Selected text »
§
Cover Story
Water Paradises
Balancing protection and public access for fragile resources.
By Carol Flake Chapman
There are certain special places in Texas, like Hamilton Pool, west of Austin, that remind me of paintings I’ve seen from the Middle Ages of the sacred space known as the hortus conclusus, or enclosed garden. When I’ve come upon these places, created by forces of nature rather than by artistic design, I’ve felt what I imagine to be the same sense of wonder and awe that those small but precious places must have evoked in medieval times. And the key for both kinds of places, whether natural or artificially ordered, is water, springing forth almost as though by miracle.
§
Stored records »

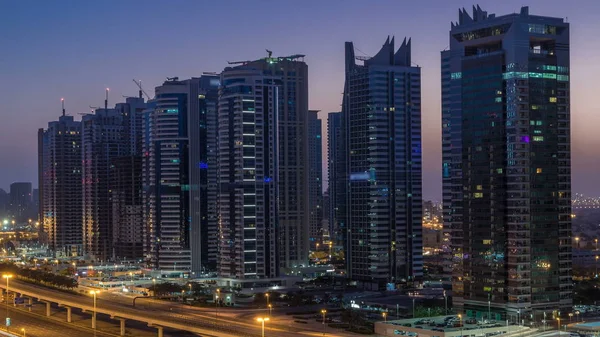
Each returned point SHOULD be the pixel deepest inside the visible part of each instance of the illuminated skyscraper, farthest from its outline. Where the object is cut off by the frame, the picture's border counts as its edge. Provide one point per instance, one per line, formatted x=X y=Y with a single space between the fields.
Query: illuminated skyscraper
x=506 y=164
x=315 y=154
x=263 y=167
x=381 y=114
x=178 y=175
x=60 y=186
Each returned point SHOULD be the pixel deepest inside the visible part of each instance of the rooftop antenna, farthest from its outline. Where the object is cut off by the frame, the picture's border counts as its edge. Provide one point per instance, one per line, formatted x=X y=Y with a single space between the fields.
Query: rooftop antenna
x=139 y=84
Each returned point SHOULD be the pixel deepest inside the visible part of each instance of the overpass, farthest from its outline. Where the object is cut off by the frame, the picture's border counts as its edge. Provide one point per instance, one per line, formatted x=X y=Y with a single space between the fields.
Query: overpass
x=122 y=313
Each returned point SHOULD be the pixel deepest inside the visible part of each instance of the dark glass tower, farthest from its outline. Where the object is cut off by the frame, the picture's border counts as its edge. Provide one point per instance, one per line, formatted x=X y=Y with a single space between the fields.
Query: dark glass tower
x=506 y=164
x=178 y=167
x=382 y=126
x=60 y=186
x=315 y=154
x=337 y=178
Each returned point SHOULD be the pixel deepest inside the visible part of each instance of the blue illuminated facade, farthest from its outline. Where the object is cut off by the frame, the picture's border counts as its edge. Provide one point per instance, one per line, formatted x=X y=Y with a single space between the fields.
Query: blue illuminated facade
x=506 y=165
x=381 y=114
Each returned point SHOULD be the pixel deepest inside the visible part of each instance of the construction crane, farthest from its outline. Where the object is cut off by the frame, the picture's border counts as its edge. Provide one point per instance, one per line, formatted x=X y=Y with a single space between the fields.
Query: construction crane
x=139 y=84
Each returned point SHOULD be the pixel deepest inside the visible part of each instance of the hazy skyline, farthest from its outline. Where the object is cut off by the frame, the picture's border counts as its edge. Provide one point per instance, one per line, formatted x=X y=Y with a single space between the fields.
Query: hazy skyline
x=75 y=49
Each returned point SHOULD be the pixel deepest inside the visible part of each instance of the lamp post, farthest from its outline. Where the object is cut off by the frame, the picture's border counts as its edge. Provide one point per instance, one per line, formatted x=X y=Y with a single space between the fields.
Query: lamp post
x=94 y=293
x=544 y=321
x=323 y=312
x=7 y=277
x=217 y=304
x=489 y=308
x=445 y=303
x=262 y=320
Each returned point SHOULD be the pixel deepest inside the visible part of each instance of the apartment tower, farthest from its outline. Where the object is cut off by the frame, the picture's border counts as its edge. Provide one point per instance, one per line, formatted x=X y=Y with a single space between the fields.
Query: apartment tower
x=381 y=112
x=506 y=165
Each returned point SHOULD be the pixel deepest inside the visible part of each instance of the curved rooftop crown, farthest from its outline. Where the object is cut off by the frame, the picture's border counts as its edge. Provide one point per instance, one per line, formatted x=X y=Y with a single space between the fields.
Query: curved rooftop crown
x=386 y=55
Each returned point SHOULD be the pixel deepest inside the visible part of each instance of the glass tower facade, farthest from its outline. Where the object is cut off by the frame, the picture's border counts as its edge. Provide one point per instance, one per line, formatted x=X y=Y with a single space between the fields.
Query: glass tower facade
x=506 y=165
x=382 y=121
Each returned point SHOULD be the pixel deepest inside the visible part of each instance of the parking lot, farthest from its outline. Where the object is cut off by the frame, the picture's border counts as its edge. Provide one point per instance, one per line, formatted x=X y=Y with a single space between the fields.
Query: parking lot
x=444 y=326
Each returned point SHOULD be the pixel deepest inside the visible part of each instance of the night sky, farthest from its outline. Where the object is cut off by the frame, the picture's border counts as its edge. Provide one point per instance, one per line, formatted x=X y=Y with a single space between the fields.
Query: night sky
x=75 y=49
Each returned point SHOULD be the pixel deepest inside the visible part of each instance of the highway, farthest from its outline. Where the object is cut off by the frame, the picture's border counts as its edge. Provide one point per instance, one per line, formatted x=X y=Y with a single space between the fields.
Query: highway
x=43 y=327
x=197 y=320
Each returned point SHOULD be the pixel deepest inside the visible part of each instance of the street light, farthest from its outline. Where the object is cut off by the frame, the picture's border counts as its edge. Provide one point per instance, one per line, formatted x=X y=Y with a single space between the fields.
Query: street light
§
What to work on »
1. Using the Water Paradises article, answer these:
(a) Who is named as the writer?
(b) Where is Hamilton Pool, according to the writer?
(c) What does the writer call the key for both natural and artificially ordered places?
2. Extend the article on Texas water paradises past its last sentence with one or two paragraphs.

Answers to the exercise »
1.
(a) Carol Flake Chapman
(b) West of Austin
(c) Water, springing forth almost as though by miracle

2.
In the hortus conclusus, there was always water at the center, in the form of a well or a fountain, and the space was often surrounded by a rock wall or by a stone arcade. Water is the focal point of these special places in Texas, too, which I call water paradises. Most of these hidden retreats are sprinkled around Central Texas, thanks to karst formations that lend themselves to collapsed grottoes. At the heart of these places is water, in the form of pools, springs or waterfalls. And there is usually a dramatic backdrop of rocks, as well as the same feeling of sanctuary and seclusion as in the artful enclosed gardens. Those who have been fortunate enough to visit the Hill Country treasures of Hamilton Pool, Westcave Preserve, Gorman Falls, Jacob’s Well or Blue Hole may have felt the same way I did when I first saw them. After recovering my breath after first seeing them, I had contradictory impulses. The first was a protective feeling, of wanting to keep this secret place to myself so that it would remain unspoiled, and the next was a desire to tell everyone I knew about it so they could share the experience.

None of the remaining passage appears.